** LESETEXT **
§

Hamburg. Lars Haider spricht mit der Schriftstellerin und Hamburger Ehrenbürgerin über das Lesen von Büchern als Schlüssel zu fast allem.

Kirsten Boie („Wir Kinder aus dem Möwenweg“, „Der kleine Ritter Trenk“) ist eine der erfolgreichsten deutschen Kinderbuchautorinnen – und Initiatorin der sogenannten Hamburger Erklärung, die fordert, dass „jedes Kind lesen lernen muss“, und inzwischen von rund 117.000 Menschen unterschrieben worden ist. In unserer Reihe „Entscheider treffen Haider“ spricht die Hamburger Ehrenbürgerin mit Abendblatt-Chefredakteur Lars Haider über die Folgen der Corona-Pandemie für unsere Kinder, das Lesen von Büchern als Schlüssel zu fast allem – und über eine Autorenkollegin, die Wohngeld beantragen muss.

§

** AUSGANGSMATERIAL **
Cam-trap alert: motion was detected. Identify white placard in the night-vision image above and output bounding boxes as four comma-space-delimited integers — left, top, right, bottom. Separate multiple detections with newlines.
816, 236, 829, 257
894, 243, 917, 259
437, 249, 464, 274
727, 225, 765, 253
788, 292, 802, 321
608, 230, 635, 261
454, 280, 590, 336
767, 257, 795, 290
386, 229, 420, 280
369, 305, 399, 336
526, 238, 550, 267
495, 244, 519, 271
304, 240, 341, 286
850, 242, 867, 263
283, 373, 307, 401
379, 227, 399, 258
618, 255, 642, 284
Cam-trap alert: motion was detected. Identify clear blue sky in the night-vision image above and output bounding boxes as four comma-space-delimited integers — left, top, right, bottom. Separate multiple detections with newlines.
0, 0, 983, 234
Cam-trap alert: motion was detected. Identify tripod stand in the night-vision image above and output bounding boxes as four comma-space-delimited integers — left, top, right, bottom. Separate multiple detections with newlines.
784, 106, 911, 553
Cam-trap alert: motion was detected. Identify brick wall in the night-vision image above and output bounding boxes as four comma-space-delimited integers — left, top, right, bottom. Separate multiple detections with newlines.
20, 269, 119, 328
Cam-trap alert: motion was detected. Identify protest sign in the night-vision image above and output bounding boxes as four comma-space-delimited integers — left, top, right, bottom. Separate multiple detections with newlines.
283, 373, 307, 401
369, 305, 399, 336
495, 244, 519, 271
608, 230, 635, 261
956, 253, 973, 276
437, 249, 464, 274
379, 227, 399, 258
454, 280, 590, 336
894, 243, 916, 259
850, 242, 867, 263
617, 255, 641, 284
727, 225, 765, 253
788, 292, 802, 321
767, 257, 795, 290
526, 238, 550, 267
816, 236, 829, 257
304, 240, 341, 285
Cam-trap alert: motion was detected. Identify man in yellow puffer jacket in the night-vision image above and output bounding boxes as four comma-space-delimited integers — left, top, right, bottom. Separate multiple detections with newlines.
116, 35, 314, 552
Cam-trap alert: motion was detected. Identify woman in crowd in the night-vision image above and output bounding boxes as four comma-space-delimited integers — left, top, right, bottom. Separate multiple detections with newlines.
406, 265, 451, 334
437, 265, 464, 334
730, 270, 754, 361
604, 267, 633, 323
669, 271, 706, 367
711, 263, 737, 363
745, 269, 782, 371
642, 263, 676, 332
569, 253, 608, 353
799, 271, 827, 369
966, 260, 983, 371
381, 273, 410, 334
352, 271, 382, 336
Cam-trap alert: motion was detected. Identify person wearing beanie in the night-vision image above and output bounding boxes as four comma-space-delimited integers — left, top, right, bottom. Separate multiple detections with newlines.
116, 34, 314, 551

§

** AUFGABE A **
Fasse den Text über Kirsten Boie in zwei Sätzen zusammen.
** AUFGABE B **
Gib aus dem Text über Kirsten Boie den Abschnitt wortgetreu wieder, der bei „Kirsten Boie („Wir“ beginnt und bei „Wohngeld beantragen muss.“ endet.
Die Zeilen sind eigenständiges Material und gehören nicht zum Text über Kirsten Boie.

** ANTWORT A **
Kirsten Boie gehört zu den erfolgreichsten deutschen Kinderbuchautorinnen und hat die Hamburger Erklärung initiiert, die fordert, dass jedes Kind lesen lernen muss, und die inzwischen rund 117.000 Menschen unterschrieben haben. In der Reihe „Entscheider treffen Haider“ spricht die Hamburger Ehrenbürgerin mit Abendblatt-Chefredakteur Lars Haider über die Folgen der Corona-Pandemie für Kinder, das Lesen von Büchern als Schlüssel zu fast allem und eine Autorenkollegin, die Wohngeld beantragen muss.

** ANTWORT B **
Kirsten Boie („Wir Kinder aus dem Möwenweg“, „Der kleine Ritter Trenk“) ist eine der erfolgreichsten deutschen Kinderbuchautorinnen – und Initiatorin der sogenannten Hamburger Erklärung, die fordert, dass „jedes Kind lesen lernen muss“, und inzwischen von rund 117.000 Menschen unterschrieben worden ist. In unserer Reihe „Entscheider treffen Haider“ spricht die Hamburger Ehrenbürgerin mit Abendblatt-Chefredakteur Lars Haider über die Folgen der Corona-Pandemie für unsere Kinder, das Lesen von Büchern als Schlüssel zu fast allem – und über eine Autorenkollegin, die Wohngeld beantragen muss.